Given instruction: Print every entry exactly as written.

Supplied material:
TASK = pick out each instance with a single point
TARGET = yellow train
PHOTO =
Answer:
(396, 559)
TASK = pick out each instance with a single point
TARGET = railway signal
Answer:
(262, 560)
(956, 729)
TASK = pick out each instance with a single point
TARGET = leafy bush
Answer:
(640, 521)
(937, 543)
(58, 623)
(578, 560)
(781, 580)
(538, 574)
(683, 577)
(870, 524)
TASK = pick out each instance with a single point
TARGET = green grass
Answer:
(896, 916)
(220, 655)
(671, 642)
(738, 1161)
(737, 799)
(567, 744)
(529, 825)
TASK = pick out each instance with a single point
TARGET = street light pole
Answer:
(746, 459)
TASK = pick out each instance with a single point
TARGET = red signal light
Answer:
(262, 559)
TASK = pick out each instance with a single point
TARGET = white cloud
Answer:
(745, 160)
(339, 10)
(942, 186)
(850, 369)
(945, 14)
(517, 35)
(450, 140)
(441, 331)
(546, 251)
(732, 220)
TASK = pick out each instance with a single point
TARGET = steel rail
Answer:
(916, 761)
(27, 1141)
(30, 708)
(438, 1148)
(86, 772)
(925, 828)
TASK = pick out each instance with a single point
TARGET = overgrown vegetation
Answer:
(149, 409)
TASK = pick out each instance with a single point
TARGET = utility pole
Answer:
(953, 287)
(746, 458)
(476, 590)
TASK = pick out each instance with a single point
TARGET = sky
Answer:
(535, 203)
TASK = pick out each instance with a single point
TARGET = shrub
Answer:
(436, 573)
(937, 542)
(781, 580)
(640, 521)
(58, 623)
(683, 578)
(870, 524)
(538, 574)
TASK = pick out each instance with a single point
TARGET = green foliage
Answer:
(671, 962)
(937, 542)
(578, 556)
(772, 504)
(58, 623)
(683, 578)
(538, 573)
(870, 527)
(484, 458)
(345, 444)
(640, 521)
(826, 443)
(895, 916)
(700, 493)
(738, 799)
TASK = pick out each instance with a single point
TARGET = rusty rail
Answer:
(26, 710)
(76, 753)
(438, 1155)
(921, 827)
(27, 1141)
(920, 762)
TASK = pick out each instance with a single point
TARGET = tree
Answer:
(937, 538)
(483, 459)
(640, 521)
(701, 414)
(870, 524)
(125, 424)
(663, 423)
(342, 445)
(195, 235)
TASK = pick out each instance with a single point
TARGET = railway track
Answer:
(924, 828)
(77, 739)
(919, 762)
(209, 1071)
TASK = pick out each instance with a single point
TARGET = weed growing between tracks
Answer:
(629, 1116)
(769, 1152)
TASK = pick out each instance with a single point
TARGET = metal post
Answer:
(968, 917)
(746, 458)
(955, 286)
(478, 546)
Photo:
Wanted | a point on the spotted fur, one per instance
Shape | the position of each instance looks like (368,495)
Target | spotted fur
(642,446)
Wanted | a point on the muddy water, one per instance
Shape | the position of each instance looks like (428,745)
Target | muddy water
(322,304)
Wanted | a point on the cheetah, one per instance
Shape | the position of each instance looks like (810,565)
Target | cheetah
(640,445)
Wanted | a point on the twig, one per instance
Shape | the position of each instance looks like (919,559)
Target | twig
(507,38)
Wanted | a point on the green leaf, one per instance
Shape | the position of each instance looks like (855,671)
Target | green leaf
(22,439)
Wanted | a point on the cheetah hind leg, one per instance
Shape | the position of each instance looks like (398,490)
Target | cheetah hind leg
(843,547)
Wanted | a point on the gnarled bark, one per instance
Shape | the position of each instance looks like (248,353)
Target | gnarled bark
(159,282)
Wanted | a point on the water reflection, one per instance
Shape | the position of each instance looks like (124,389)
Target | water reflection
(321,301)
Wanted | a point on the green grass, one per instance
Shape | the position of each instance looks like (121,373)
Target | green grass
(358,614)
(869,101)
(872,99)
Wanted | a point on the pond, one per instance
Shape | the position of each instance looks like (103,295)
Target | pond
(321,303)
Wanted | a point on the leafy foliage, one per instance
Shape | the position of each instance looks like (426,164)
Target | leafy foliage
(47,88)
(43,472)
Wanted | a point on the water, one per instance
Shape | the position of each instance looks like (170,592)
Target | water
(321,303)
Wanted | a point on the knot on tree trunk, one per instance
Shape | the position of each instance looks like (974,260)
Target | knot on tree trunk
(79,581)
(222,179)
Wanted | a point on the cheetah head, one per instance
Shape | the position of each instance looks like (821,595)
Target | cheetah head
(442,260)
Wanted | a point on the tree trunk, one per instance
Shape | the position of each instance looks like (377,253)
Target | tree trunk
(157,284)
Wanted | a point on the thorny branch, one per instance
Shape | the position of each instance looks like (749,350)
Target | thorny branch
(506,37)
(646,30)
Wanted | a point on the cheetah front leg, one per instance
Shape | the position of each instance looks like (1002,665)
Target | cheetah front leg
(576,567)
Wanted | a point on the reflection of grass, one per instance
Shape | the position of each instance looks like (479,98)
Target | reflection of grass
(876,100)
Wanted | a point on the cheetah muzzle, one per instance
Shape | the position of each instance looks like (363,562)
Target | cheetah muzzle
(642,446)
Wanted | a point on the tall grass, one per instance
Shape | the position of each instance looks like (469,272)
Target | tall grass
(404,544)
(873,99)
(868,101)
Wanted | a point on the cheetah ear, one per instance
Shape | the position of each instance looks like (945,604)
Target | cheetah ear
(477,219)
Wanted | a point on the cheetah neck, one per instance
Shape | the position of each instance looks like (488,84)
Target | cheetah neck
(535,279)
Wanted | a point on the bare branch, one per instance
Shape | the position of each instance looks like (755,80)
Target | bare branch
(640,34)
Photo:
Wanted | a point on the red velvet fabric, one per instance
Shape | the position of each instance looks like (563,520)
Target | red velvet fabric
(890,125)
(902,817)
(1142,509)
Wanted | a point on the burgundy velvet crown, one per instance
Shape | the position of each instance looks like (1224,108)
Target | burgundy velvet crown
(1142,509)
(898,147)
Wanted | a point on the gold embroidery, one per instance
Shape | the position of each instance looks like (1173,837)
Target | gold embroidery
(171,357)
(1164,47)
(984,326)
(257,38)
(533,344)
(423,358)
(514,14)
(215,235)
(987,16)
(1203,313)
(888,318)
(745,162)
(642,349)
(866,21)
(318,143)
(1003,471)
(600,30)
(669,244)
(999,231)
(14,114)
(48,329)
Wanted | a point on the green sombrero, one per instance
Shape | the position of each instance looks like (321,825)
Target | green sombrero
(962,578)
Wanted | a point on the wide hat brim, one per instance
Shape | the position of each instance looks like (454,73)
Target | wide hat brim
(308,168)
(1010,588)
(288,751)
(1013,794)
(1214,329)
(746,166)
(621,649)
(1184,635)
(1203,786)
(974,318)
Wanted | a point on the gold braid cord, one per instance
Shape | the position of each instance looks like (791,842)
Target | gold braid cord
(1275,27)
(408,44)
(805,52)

Problem solution:
TASK = pick out each instance with a single point
TARGET = yellow train
PHOTO =
Answer:
(396, 559)
TASK = pick out each instance with a single point
TARGET = railway signal
Answer:
(262, 560)
(956, 729)
TASK = pick out each instance with a single point
TARGET = leafy bush
Answer:
(640, 521)
(937, 543)
(58, 623)
(578, 560)
(781, 580)
(538, 574)
(683, 577)
(870, 524)
TASK = pick out each instance with a single point
TARGET = green grass
Answer:
(896, 916)
(220, 655)
(671, 642)
(738, 1161)
(737, 799)
(567, 744)
(529, 825)
TASK = pick out each instance with a single point
TARGET = street light pole
Answer:
(746, 459)
TASK = pick out each instance with a single point
TARGET = red signal light
Answer:
(262, 559)
TASK = pick out each instance with a single point
TARGET = white cloud
Answer:
(745, 160)
(339, 10)
(942, 186)
(850, 369)
(945, 14)
(517, 35)
(450, 140)
(441, 331)
(546, 251)
(732, 220)
TASK = pick out each instance with a single point
TARGET = steel rail
Answer:
(916, 761)
(27, 1141)
(30, 708)
(438, 1148)
(86, 772)
(925, 828)
TASK = pick out each instance with a single point
TARGET = overgrown vegetation
Answer:
(149, 409)
TASK = pick out each instance with a single point
TARGET = utility pole
Answer:
(953, 287)
(746, 458)
(476, 590)
TASK = pick out each instance with a single point
TARGET = sky
Answer:
(535, 203)
TASK = pick out each instance with a single point
TARGET = shrub
Answer:
(436, 573)
(937, 542)
(781, 580)
(640, 521)
(58, 623)
(683, 578)
(870, 524)
(538, 574)
TASK = pick out each instance with a single point
TARGET = green foliage
Answer:
(671, 962)
(937, 542)
(578, 556)
(772, 504)
(58, 623)
(683, 578)
(538, 573)
(870, 527)
(484, 458)
(345, 444)
(640, 521)
(826, 443)
(895, 916)
(700, 493)
(738, 799)
TASK = pick out each instance with a single point
TARGET = rusty rail
Answer:
(26, 710)
(76, 753)
(438, 1155)
(921, 827)
(27, 1141)
(920, 762)
TASK = pick out each instance with a single point
TARGET = tree
Answer:
(937, 538)
(483, 459)
(640, 521)
(701, 414)
(870, 524)
(125, 424)
(663, 423)
(342, 445)
(195, 235)
TASK = pick out each instance with a single point
TARGET = railway track
Answer:
(924, 828)
(77, 739)
(919, 762)
(209, 1071)
TASK = pick out each instance with a single point
TARGET = weed growing between tracks
Answer:
(629, 1116)
(769, 1152)
TASK = pick out each instance with a single point
TARGET = metal post
Answer:
(968, 917)
(746, 458)
(955, 286)
(478, 546)
Photo:
Wanted | a point on the spotted fur, one per instance
Shape | the position of each instance looks like (368,495)
Target | spotted fur
(642,446)
Wanted | a point on the muddy water, one per instance
Shape | the position of each instance looks like (428,745)
Target | muddy water
(322,304)
Wanted | a point on the cheetah, one per instance
Shape | the position of each instance looks like (810,565)
Target | cheetah
(640,445)
Wanted | a point on the twig, one per instance
Shape | the position of each instance looks like (919,559)
Target | twig
(507,38)
Wanted | a point on the green leaf, one per instance
Shape | the position of each instance looks like (855,671)
Target | green leaf
(22,439)
Wanted | a point on the cheetah hind leg, one per instance
Shape | the position of each instance looks like (398,490)
Target | cheetah hind leg
(843,547)
Wanted | a point on the gnarled bark, one per instance
Shape | the position of each instance looks like (248,353)
Target | gnarled bark
(159,282)
Wanted | a point on the water reflection, one per instance
Shape | the position of each instance looks like (124,389)
Target | water reflection
(321,301)
Wanted | a point on the green grass, one per instance
Shape | the position of each instance looks like (121,373)
Target | green grass
(358,614)
(869,101)
(872,99)
Wanted | a point on the pond, one per instance
Shape | the position of each instance looks like (103,295)
Target | pond
(321,303)
Wanted | a point on the leafy foliage, one per instance
Shape | the position of each instance looks like (426,164)
Target | leafy foliage
(47,88)
(43,472)
Wanted | a point on the water, one per instance
Shape | the position of each instance looks like (170,592)
Target | water
(321,303)
Wanted | a point on the knot on tree trunk, one per instance
Shape | the position of each instance looks like (974,260)
Target | knot on tree trunk
(79,581)
(222,179)
Wanted | a point on the cheetah head, one per instance
Shape | the position of each instance looks like (821,595)
Target | cheetah head
(442,260)
Wanted | a point on the tree trunk, one per instance
Shape | the position of each instance looks like (377,253)
Target | tree trunk
(157,284)
Wanted | a point on the thorny branch, one per instance
Shape | the position of each instance looks like (749,350)
Target | thorny branch
(506,37)
(646,30)
Wanted | a point on the cheetah front leg, one per instance
Shape | the position of each instance looks like (1002,665)
Target | cheetah front leg
(576,567)
Wanted | a point on the reflection of grass, one per instance
Shape | the position of each instance looks like (479,98)
Target | reflection of grass
(876,100)
Wanted | a point on the cheetah muzzle, one per instance
Shape | the position of each instance looks like (363,562)
Target | cheetah muzzle
(642,446)
Wanted | a point on the tall grass, one per instance
Shape | the position of each instance looks like (469,272)
Target | tall grass
(404,544)
(873,99)
(868,101)
Wanted | a point on the cheetah ear, one per instance
Shape | the position of each instance looks like (945,604)
Target | cheetah ear
(477,219)
Wanted | a point on the cheetah neck, one per instance
Shape | the position of each instance looks like (488,84)
Target | cheetah neck
(535,279)
Wanted | a point on the bare branch, one per instance
Shape | the position of each instance looks like (755,80)
Target | bare branch
(640,34)
Photo:
Wanted | a point on the red velvet fabric, one per instance
Shape | the position of each instance looks like (563,520)
Target | red velvet fabric
(890,125)
(902,817)
(1142,509)
Wanted | a point on the burgundy velvet crown, one per instance
Shape | the position of each instance looks like (1224,108)
Target | burgundy velvet crown
(1142,509)
(898,147)
Wanted | a point on the gold embroidery, one per instance
Shape | the position of each instance looks like (1173,837)
Target | gold embroidery
(171,357)
(1164,47)
(984,326)
(257,38)
(533,344)
(423,358)
(514,14)
(215,235)
(987,16)
(1203,313)
(888,318)
(745,162)
(642,349)
(866,21)
(318,143)
(1003,471)
(600,30)
(669,244)
(999,231)
(14,114)
(48,329)
Wanted | a point on the green sombrero, one per instance
Shape | the position of each instance looks like (321,825)
Target | green sombrero
(962,578)
Wanted | a point on the wide hat brim, one per instance
Shape | the position of each instance looks like (454,73)
Target | wide hat brim
(308,168)
(1010,588)
(288,751)
(1013,794)
(1214,329)
(746,166)
(621,649)
(1184,635)
(1203,786)
(974,318)
Wanted | a point on the gold braid cord, one per instance
Shape | the position of each instance looks like (791,842)
Target | gold braid cord
(1275,27)
(408,44)
(805,52)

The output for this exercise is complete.